***** Items
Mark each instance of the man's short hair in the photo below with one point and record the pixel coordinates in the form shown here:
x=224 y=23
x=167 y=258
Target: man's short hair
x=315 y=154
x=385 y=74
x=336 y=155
**********
▶ **Required work**:
How many of the lines above contain the word "short"? Reply with the number alone.

▶ **Result of this task**:
2